What is required: Recast the records below as a Markdown table with a Row column holding the row number and a Text column holding the line, leaving out blank lines and any pictures.

• • • • •

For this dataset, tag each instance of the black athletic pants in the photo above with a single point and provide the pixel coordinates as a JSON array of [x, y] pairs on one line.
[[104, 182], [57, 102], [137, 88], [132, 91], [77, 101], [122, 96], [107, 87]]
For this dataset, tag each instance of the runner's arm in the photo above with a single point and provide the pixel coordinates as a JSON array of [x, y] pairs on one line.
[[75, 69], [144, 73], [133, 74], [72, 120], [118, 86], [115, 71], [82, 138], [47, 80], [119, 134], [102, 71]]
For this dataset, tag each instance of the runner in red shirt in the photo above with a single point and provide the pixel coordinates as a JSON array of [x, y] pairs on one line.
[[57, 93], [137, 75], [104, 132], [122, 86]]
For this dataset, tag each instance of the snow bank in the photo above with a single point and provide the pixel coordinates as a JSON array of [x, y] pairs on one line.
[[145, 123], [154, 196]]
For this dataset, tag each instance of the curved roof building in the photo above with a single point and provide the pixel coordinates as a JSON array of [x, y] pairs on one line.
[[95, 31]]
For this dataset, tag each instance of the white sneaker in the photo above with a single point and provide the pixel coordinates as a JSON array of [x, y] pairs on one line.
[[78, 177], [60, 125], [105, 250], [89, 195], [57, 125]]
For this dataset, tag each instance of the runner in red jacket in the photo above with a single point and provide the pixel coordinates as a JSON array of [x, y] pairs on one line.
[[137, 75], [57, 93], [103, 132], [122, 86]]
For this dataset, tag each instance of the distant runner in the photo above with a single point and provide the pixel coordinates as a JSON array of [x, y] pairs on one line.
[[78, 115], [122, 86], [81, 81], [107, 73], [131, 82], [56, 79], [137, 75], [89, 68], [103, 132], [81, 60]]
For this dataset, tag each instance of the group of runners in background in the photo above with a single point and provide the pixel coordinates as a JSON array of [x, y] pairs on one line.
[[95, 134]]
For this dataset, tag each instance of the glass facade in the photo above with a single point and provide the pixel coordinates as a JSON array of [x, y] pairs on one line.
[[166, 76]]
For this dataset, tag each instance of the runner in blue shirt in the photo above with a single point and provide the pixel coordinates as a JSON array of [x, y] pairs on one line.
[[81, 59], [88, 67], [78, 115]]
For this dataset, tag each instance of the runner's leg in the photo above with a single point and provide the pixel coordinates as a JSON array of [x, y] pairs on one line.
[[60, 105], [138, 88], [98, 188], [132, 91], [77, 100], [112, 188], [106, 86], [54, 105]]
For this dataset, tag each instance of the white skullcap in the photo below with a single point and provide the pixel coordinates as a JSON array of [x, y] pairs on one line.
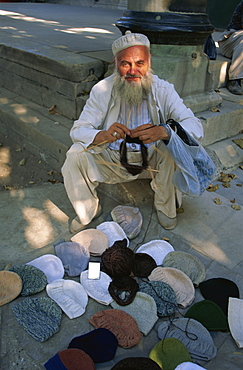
[[69, 295], [128, 40]]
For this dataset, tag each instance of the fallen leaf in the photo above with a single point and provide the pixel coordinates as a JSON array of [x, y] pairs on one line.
[[215, 109], [236, 207], [217, 201], [22, 162], [52, 110], [212, 187]]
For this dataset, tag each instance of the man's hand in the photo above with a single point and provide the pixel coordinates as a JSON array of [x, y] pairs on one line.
[[149, 133], [115, 132]]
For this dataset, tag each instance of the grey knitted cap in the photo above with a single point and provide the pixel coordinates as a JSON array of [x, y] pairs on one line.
[[33, 279], [192, 334], [40, 317]]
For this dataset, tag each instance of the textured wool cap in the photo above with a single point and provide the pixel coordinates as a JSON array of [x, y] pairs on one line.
[[235, 319], [71, 359], [10, 286], [219, 290], [123, 289], [143, 265], [189, 366], [209, 314], [33, 279], [187, 263], [136, 363], [113, 231], [51, 265], [74, 256], [169, 353], [163, 294], [121, 324], [128, 40], [192, 334], [129, 218], [143, 309], [40, 317], [97, 288], [178, 280], [157, 249], [95, 241], [69, 295], [100, 344]]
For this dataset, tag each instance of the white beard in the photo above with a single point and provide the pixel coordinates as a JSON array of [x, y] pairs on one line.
[[133, 93]]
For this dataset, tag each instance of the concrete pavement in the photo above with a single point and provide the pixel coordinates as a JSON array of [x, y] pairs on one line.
[[34, 219]]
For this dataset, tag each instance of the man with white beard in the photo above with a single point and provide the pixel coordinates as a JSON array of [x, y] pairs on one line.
[[123, 132]]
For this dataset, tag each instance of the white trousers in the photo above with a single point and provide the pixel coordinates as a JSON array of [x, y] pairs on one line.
[[232, 48], [83, 171]]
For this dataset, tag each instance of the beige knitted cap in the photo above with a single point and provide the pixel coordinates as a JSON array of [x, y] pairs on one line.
[[96, 241], [128, 40], [178, 280]]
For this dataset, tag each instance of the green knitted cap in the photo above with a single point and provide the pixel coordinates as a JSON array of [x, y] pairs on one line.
[[169, 353], [209, 314]]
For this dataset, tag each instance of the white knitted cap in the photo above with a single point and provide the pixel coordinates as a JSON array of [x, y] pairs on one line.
[[178, 280], [157, 249], [97, 289], [51, 265], [128, 40], [69, 295], [235, 319], [113, 231]]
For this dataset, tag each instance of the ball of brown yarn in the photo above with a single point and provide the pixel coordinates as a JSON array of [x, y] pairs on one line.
[[123, 289], [117, 260], [143, 264]]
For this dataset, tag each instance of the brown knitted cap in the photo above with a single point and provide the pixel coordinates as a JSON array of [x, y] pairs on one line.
[[120, 323]]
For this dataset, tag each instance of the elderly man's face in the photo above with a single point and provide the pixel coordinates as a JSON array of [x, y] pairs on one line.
[[133, 63]]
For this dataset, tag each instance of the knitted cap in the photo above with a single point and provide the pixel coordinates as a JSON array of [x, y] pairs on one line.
[[10, 286], [51, 265], [71, 359], [209, 314], [163, 294], [135, 363], [95, 241], [143, 264], [100, 344], [187, 263], [97, 288], [33, 279], [157, 249], [40, 317], [129, 218], [143, 309], [178, 280], [69, 295], [123, 289], [192, 334], [169, 353], [235, 319], [128, 40], [219, 290], [121, 324], [113, 231], [74, 256], [117, 260], [189, 366]]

• • • • •

Correct output:
| Row | Text |
|---|---|
| 1 | For this dataset, tag each instance of the black athletic pants in the photo above with a single point and provide the pixel coordinates as a JSON array of [x, y] pairs on one line. |
| 2 | [[104, 182], [57, 102], [137, 88], [132, 91], [77, 101], [122, 96], [107, 87]] |
| 3 | For this dataset, tag each instance of the runner's arm in the photo above with a single point and provide the pixel coordinates as a JSON array of [x, y] pairs on one line. |
| 4 | [[75, 69], [144, 73], [133, 74], [72, 120], [118, 86], [115, 71], [82, 138], [47, 80], [119, 134], [102, 71]] |
| 5 | For this dataset, tag each instance of the runner in red shirt in the photo above with a single point and provide the pixel coordinates as a JSON array of [x, y] pairs on one line. |
| 6 | [[57, 93], [137, 75], [104, 132], [122, 86]] |
| 7 | For this dataset, tag each instance of the snow bank in the photo above with a single point and provide the pixel coordinates as a JSON array of [x, y] pairs on one line. |
| 8 | [[145, 123], [154, 196]] |
| 9 | For this dataset, tag each instance of the curved roof building in the photo above with a single point and provide the pixel coordinates as a JSON array of [x, y] pairs on one line. |
| 10 | [[95, 31]] |
| 11 | For this dataset, tag each instance of the white sneaker in the photo above with a single point and provide the pixel coordinates as a JSON array of [x, y] pairs on one line. |
| 12 | [[78, 177], [60, 125], [105, 250], [89, 195], [57, 125]] |
| 13 | For this dataset, tag each instance of the runner in red jacket in the photo above with a single point and provide the pixel coordinates as a JSON array of [x, y] pairs on one line. |
| 14 | [[137, 75], [57, 93], [103, 132], [122, 86]] |
| 15 | For this dataset, tag each instance of the distant runner in the photo above with a single point and provide the pixel coordinates as a JSON array of [x, y] pairs on one line. |
| 16 | [[78, 115], [122, 86], [81, 81], [107, 73], [131, 82], [56, 79], [137, 75], [89, 68], [103, 132], [81, 60]] |
| 17 | For this dataset, tag each instance of the group of runners in background in the photo above with a single point and provide the pixel coordinates as a JSON array of [x, y] pairs on one line. |
| 18 | [[95, 134]] |
| 19 | For this dataset, tag each instance of the glass facade in the photo above with a single point and provide the pixel coordinates as a JSON array of [x, y] pairs on one line. |
| 20 | [[166, 76]] |
| 21 | For this dataset, tag each instance of the runner in blue shirt in the photo above with a single point and provide the pixel coordinates as a JSON array of [x, y] pairs on one line. |
| 22 | [[81, 59], [88, 67], [78, 115]] |
| 23 | For this dataset, tag each instance of the runner's leg in the photo above with a single point and provide the pixel coordinates as a JSON array of [x, y] pairs on one line. |
| 24 | [[60, 105], [138, 88], [98, 188], [132, 91], [77, 100], [112, 188], [106, 86], [54, 105]] |
| 25 | For this dataset, tag each instance of the white skullcap in the photo below with a single point and provide the pixel coordinates as a JSON array of [x, y] pairs on one line. |
| 26 | [[69, 295], [128, 40]] |
| 27 | For this dataset, tag each instance of the fallen leaf in the photo above with a single point and provide the pixel coordinates as a JSON array of [x, y] pairs on one line. |
| 28 | [[215, 109], [236, 207], [217, 201], [22, 162], [52, 110], [212, 187]] |
| 29 | For this dataset, tag each instance of the man's hand in the photo above with a single point and provide the pixel coordinates as a JSON array of [x, y] pairs on one line. |
| 30 | [[149, 133], [115, 132]] |
| 31 | For this dataset, tag each instance of the grey knitted cap in the photo above with a single point and provide the pixel coordinates as a JSON array of [x, y] pairs on one line. |
| 32 | [[33, 279], [192, 334], [40, 317]] |
| 33 | For this dataset, tag each instance of the textured wool cap in the photo above with a single point and provide the pixel coordinates as a JSON array of [x, y] pairs on one line. |
| 34 | [[235, 319], [71, 359], [10, 286], [219, 290], [123, 289], [143, 265], [189, 366], [209, 314], [33, 279], [187, 263], [136, 363], [113, 231], [51, 265], [74, 256], [169, 353], [163, 294], [121, 324], [128, 40], [192, 334], [129, 218], [143, 309], [40, 317], [97, 288], [178, 280], [157, 249], [95, 241], [69, 295], [100, 344]] |
| 35 | For this dataset, tag each instance of the white beard in the photo above with a single point and provide the pixel coordinates as a JSON array of [x, y] pairs on one line. |
| 36 | [[133, 93]] |
| 37 | For this dataset, tag each instance of the concrete pavement in the photo above with a single point and provide the pixel coordinates as a JSON array of [x, y] pairs on one line. |
| 38 | [[34, 219]] |
| 39 | For this dataset, tag each instance of the man with white beard in the photo above with a single point and provide the pixel coordinates as a JSON array of [x, y] pairs on one line. |
| 40 | [[123, 132]] |
| 41 | For this dataset, tag each instance of the white trousers in the photo above with a single point and provide the pixel coordinates as a JSON array of [x, y] pairs on one line. |
| 42 | [[232, 48], [83, 171]] |
| 43 | For this dataset, tag each instance of the beige knitted cap in the photo above with a single point and provide the pixel coordinates as a JSON array of [x, y] pairs on one line. |
| 44 | [[96, 241], [128, 40], [178, 280]] |
| 45 | For this dataset, tag each instance of the green knitted cap in the photo above with a single point and provide the pixel coordinates as a JSON array of [x, y] pairs on one line. |
| 46 | [[169, 353], [209, 314]] |
| 47 | For this dataset, tag each instance of the white knitted cap in the photo above with a single point and provide the pixel coordinates as a JSON array of [x, y] pairs on one line. |
| 48 | [[178, 280], [157, 249], [97, 289], [51, 265], [128, 40], [69, 295], [235, 319], [113, 231]] |
| 49 | For this dataset, tag each instance of the ball of brown yarn in the photo above with a single point and provide the pixel coordinates as a JSON array of [x, y] pairs on one line. |
| 50 | [[123, 289], [117, 260], [143, 264]] |
| 51 | For this dataset, tag each instance of the brown knitted cap in the photo above with a single point and provide the pixel coordinates as a JSON array of [x, y] pairs on one line. |
| 52 | [[120, 323]] |
| 53 | For this dataset, tag each instance of the elderly man's face in the photo above with a single point and provide the pixel coordinates as a JSON array of [x, y] pairs on one line. |
| 54 | [[133, 63]] |
| 55 | For this dataset, tag each instance of the knitted cap in the photo above with a single point and provide the pixel coordinates as a JSON array of [x, y] pairs on one line. |
| 56 | [[10, 286], [51, 265], [71, 359], [209, 314], [163, 294], [135, 363], [95, 241], [143, 264], [100, 344], [187, 263], [97, 288], [33, 279], [157, 249], [40, 317], [129, 218], [143, 309], [178, 280], [69, 295], [123, 289], [192, 334], [169, 353], [235, 319], [128, 40], [219, 290], [121, 324], [113, 231], [74, 256], [117, 260], [189, 366]] |